**Goal**
Shift every coordinate in the answers up by 27 by adding 27 to each number, and write out all of the records again, requests included.

**Task inputs**

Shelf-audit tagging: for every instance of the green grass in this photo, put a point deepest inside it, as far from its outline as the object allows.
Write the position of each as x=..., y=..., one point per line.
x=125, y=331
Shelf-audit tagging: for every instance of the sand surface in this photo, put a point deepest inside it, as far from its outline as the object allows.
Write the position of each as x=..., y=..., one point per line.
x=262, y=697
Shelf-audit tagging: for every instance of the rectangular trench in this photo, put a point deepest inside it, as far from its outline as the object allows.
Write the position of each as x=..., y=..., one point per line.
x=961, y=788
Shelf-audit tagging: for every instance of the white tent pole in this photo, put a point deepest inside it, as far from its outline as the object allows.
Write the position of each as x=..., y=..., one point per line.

**Result**
Shelf-audit tagging: for every instance of the green grass in this photo, put a point deepest inside it, as far from its outline as the object allows.
Write the position of each as x=..., y=..., one point per line.
x=152, y=358
Shelf-audit tagging: for every instance of the sand surface in this photo, put a point deepest inside it, as far from its outline as the object allows.
Write the position of each as x=..., y=..., one point per line.
x=289, y=724
Shelf-audit tagging: for every instance of the rectangular trench in this photo, put a point deepest inside it, as far from its outline as the object allows.
Write the position of each as x=..., y=..., one point per line.
x=988, y=815
Shelf-audit tagging: for every instance of the white tent pole in this photo, put a point deepest inside it, as far from its outline as the object allows.
Write the position of each as x=..., y=..., one point per line.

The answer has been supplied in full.